◆ Exercise description:
Reproduce the entire unit testing passage below word for word.

◆ Passage shown:
============================================================

Tuesday, 20 March 12, 6:34 pm
The basic idea behind unit testing is that the different components of an application can be tested individually (as a unit no less) by calling each component from a test application passing in a range of suitably picked parameters. When these automated tests fail, the idea is that they will pinpoint where the problem lies and what causes it.

Unit testing is naturally suited to OOP systems, as classes are very modular components that can be readily instantiated and tested in isolation by the test application. Additionally, the concept of inheritance can be leveraged to allow test code to gain access to the internals of a class even when they are marked protected, and reflection can be used to examine the values of private properties.

The big advantage of automated tests is their repeatability: implemented as part of a deployment process they can highlight code problems without developer interaction. Even if the tests are run manually, they offer uniformity in testing. They do certainly add to the development timeframe, and have a small overhead when releasing code, but the advantage of avoiding code releases without proper testing when, for instance, code is assumed to be sound because it was tested just prior to an apparently minor change.

When we write unit tests, we are generally testing that a class behaves as expected given certain inputs. For instance, a collection class should have a size of zero immediately after being created, and as further elements are added the size should change accordingly. The tests we choose to create are specific to the code under test. If our collection acted a bit like a stack for example, we'd also want our test code to check that the order of items retrieved from the collection matches our expectations based on the order in which they were added.

============================================================

◆ Data provided:

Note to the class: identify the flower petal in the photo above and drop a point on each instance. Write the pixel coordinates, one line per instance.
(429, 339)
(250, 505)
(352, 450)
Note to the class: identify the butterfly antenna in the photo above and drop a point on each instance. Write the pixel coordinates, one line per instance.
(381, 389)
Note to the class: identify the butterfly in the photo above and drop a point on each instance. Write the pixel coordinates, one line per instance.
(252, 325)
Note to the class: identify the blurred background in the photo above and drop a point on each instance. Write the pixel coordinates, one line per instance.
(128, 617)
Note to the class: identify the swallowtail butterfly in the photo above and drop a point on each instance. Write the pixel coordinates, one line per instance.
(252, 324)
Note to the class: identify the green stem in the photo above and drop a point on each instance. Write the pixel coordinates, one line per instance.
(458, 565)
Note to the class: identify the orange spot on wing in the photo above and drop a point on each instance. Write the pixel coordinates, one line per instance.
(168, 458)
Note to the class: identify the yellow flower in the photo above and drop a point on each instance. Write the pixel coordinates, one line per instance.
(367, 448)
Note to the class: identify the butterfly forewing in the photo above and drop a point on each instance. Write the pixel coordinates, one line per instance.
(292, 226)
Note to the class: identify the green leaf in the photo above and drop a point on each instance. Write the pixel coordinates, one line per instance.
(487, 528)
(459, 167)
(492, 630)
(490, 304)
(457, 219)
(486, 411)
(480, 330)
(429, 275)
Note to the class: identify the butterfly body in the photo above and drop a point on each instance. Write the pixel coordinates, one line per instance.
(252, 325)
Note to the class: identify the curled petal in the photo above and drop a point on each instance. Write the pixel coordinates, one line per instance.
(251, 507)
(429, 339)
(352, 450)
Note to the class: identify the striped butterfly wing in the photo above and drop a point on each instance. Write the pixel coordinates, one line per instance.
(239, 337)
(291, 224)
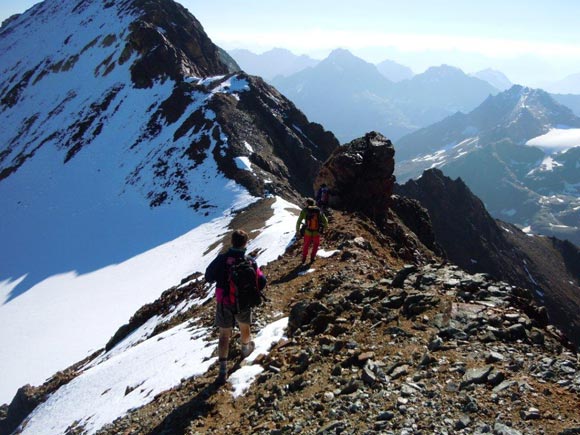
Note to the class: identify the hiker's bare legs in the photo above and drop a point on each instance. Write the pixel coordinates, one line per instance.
(245, 335)
(224, 343)
(315, 244)
(307, 242)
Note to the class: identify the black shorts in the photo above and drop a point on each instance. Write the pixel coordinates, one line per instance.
(225, 316)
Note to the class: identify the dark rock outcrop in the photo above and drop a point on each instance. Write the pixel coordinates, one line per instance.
(360, 175)
(477, 242)
(183, 49)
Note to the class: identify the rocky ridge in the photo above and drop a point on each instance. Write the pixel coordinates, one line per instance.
(381, 343)
(477, 242)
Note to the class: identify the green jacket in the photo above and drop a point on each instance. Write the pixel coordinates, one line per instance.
(323, 223)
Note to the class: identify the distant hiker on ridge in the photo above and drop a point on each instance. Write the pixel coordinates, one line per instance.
(315, 222)
(239, 282)
(322, 197)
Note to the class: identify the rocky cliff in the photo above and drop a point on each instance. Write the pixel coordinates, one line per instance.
(384, 336)
(477, 242)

============================================================

◆ Written response:
Tuesday, 20 March 12, 6:34 pm
The basic idea behind unit testing is that the different components of an application can be tested individually (as a unit no less) by calling each component from a test application passing in a range of suitably picked parameters. When these automated tests fail, the idea is that they will pinpoint where the problem lies and what causes it.

Unit testing is naturally suited to OOP systems, as classes are very modular components that can be readily instantiated and tested in isolation by the test application. Additionally, the concept of inheritance can be leveraged to allow test code to gain access to the internals of a class even when they are marked protected, and reflection can be used to examine the values of private properties.

The big advantage of automated tests is their repeatability: implemented as part of a deployment process they can highlight code problems without developer interaction. Even if the tests are run manually, they offer uniformity in testing. They do certainly add to the development timeframe, and have a small overhead when releasing code, but the advantage of avoiding code releases without proper testing when, for instance, code is assumed to be sound because it was tested just prior to an apparently minor change.

When we write unit tests, we are generally testing that a class behaves as expected given certain inputs. For instance, a collection class should have a size of zero immediately after being created, and as further elements are added the size should change accordingly. The tests we choose to create are specific to the code under test. If our collection acted a bit like a stack for example, we'd also want our test code to check that the order of items retrieved from the collection matches our expectations based on the order in which they were added.